Records excerpted from a collection
════

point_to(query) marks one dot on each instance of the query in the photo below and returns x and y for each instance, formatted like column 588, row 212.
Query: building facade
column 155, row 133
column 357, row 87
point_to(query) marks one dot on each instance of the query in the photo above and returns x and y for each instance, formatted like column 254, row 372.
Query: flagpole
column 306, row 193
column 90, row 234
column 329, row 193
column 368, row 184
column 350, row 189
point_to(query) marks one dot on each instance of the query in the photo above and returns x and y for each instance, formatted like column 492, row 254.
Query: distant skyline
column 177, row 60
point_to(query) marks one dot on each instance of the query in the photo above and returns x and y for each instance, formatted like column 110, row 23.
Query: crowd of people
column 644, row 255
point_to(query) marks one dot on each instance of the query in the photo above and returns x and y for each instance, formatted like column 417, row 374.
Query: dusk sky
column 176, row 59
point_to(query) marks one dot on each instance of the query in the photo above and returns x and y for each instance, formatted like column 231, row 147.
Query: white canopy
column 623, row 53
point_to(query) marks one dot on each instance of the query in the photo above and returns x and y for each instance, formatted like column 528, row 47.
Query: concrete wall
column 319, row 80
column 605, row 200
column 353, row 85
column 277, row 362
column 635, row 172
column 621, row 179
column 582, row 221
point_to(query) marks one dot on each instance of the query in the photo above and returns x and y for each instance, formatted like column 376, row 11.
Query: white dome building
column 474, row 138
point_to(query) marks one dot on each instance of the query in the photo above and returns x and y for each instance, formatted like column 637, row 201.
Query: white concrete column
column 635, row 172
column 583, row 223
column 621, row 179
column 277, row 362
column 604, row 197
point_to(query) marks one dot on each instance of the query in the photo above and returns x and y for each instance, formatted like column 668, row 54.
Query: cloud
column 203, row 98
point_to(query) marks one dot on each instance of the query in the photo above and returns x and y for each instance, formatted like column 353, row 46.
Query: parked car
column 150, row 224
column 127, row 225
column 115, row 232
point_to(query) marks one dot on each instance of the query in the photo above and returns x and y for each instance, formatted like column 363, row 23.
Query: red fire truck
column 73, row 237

════

### REQUIRED WORK
Reproduce the records exactly as they appear.

### ANSWER TO THIS EXERCISE
point_to(query) marks one dot on each instance of the query in the photo below and returns x and y for each instance, formatted like column 588, row 212.
Query: building facade
column 155, row 133
column 357, row 87
point_to(query) marks one dot on each instance of the query in the photo above and returns x and y for each instance, formatted like column 254, row 372.
Query: flagpole
column 306, row 193
column 90, row 234
column 329, row 193
column 368, row 184
column 350, row 189
point_to(query) marks one dot on each instance of the query in the photo above and returns x and y for each instance, formatted like column 492, row 254.
Query: distant skyline
column 177, row 60
point_to(query) marks one dot on each instance of the query in the photo above and returns x and y for each instance, formatted like column 110, row 23.
Query: crowd of people
column 644, row 255
point_to(query) marks one dot on each instance of the query in the photo above and returns x and y for each instance, formatted like column 417, row 374.
Query: dusk sky
column 176, row 59
point_to(query) marks one dot on each instance of the query in the photo above and returns x and y for each instance, formatted like column 231, row 147.
Query: white canopy
column 623, row 53
point_to(query) marks one dot on each instance of the query in the photo above and returns x and y for each instance, formatted like column 528, row 47.
Query: concrete wall
column 319, row 80
column 605, row 200
column 353, row 85
column 277, row 362
column 635, row 172
column 621, row 179
column 582, row 221
point_to(query) marks one dot on each instance of the query in the photo above and returns x and y for each instance, formatted like column 376, row 11.
Query: white dome building
column 474, row 138
point_to(query) marks one dot on each instance of the query in the photo above and returns x and y for each instance, formatted like column 637, row 201.
Query: white concrete column
column 635, row 172
column 583, row 223
column 621, row 179
column 277, row 362
column 604, row 197
point_to(query) marks one dot on each instance of the query in the photo above and returns x and y for each instance, formatted like column 668, row 54.
Query: cloud
column 203, row 98
point_to(query) marks one dot on each instance of the query in the photo above and returns x and y for each instance, formatted like column 353, row 46.
Query: parked car
column 150, row 224
column 127, row 225
column 115, row 232
point_to(query) marks one dot on each instance of the query in the photo above and returns x and y for each instance, formatted like column 363, row 23.
Query: red fire truck
column 73, row 237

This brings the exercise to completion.